Records provided>
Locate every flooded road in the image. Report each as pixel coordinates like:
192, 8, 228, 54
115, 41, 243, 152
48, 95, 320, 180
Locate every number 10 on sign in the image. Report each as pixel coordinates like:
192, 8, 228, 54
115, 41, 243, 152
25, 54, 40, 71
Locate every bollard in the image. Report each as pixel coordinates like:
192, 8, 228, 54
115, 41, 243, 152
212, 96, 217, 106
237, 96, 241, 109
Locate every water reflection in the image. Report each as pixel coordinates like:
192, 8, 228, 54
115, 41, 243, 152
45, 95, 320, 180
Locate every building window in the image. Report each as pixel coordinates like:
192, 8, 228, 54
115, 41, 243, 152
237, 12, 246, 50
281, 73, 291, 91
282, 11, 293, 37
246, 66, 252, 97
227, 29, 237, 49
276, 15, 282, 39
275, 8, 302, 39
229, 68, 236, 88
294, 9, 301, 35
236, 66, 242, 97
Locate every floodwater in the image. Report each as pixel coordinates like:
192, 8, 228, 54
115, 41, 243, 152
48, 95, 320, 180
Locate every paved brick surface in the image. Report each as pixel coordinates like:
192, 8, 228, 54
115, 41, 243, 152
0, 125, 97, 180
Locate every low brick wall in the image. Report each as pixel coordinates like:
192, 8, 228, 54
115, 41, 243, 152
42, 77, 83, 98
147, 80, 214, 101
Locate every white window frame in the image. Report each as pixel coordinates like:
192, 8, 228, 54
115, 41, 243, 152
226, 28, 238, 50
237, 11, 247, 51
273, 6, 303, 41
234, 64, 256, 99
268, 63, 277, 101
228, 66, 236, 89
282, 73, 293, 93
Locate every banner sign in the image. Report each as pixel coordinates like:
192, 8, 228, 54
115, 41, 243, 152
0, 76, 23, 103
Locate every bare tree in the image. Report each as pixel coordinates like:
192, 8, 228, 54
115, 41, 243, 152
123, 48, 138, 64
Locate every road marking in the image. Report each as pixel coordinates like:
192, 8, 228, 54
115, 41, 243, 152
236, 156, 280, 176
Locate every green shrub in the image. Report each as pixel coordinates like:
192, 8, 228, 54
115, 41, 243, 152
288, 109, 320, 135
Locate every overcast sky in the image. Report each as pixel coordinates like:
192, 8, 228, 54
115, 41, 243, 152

The problem> Could you convert all the rows above into a JSON list of strings, with one string per line and blank lines left out?

Result of the exercise>
[
  "Locate every flooded road in the image. Report each as pixel coordinates like:",
  "192, 8, 228, 54",
  "115, 41, 243, 152",
  "48, 95, 320, 180",
  "Locate every number 10 on sign in the image. Report each as pixel coordinates like:",
  "192, 8, 228, 54",
  "115, 41, 243, 152",
  "25, 54, 40, 71",
  "Locate every bollard in the image. Report each as pixel coordinates like:",
  "192, 8, 228, 54",
  "115, 41, 243, 152",
  "212, 96, 217, 106",
  "237, 96, 241, 109",
  "Locate every water reflection in the image. Report each as pixel coordinates like:",
  "192, 8, 228, 54",
  "115, 41, 243, 152",
  "45, 95, 320, 180",
  "Locate every building window in the image. Report each as pixel coordinates like:",
  "192, 8, 228, 54",
  "115, 41, 243, 152",
  "237, 12, 246, 50",
  "281, 73, 291, 91",
  "282, 11, 293, 37",
  "246, 66, 252, 97",
  "227, 29, 237, 49",
  "276, 15, 282, 39",
  "275, 8, 302, 39",
  "229, 68, 236, 88",
  "294, 9, 301, 35",
  "236, 66, 242, 97",
  "Locate every floodwater in the image. Report each as pixel coordinates like:",
  "192, 8, 228, 54",
  "115, 41, 243, 152",
  "48, 95, 320, 180",
  "Locate every paved brick surface in the image. Report each as pixel coordinates like:",
  "192, 8, 228, 54",
  "115, 41, 243, 152",
  "0, 125, 97, 180",
  "Locate every low brick wall in the image. Report each as pixel coordinates like:",
  "192, 8, 228, 54",
  "115, 41, 243, 152",
  "42, 77, 83, 98",
  "147, 80, 214, 101",
  "Locate every white window frame in the image. Report each as pixel coordinates like:",
  "192, 8, 228, 54",
  "115, 41, 243, 152",
  "226, 28, 238, 50",
  "237, 11, 247, 51",
  "273, 6, 303, 41",
  "234, 64, 256, 99",
  "268, 63, 277, 101",
  "228, 66, 236, 89",
  "282, 73, 293, 93",
  "Locate every banner sign in the image. Report each as pixel coordinates like:",
  "192, 8, 228, 54",
  "115, 41, 243, 152",
  "0, 76, 23, 103",
  "Locate every bare tree in the image. Report each as pixel coordinates like:",
  "192, 8, 228, 54",
  "115, 41, 243, 152",
  "123, 48, 138, 64",
  "Locate every road marking in the image. Report each as pixel coordinates like:",
  "192, 8, 228, 54",
  "115, 41, 243, 152",
  "236, 156, 280, 176",
  "Locate every green shrub in the image. Report each as pixel coordinates like:",
  "192, 8, 228, 54",
  "115, 41, 243, 152",
  "288, 109, 320, 135",
  "Locate every overcast sky in the image. Report each as pixel coordinates like:",
  "192, 8, 228, 54",
  "115, 41, 243, 152"
]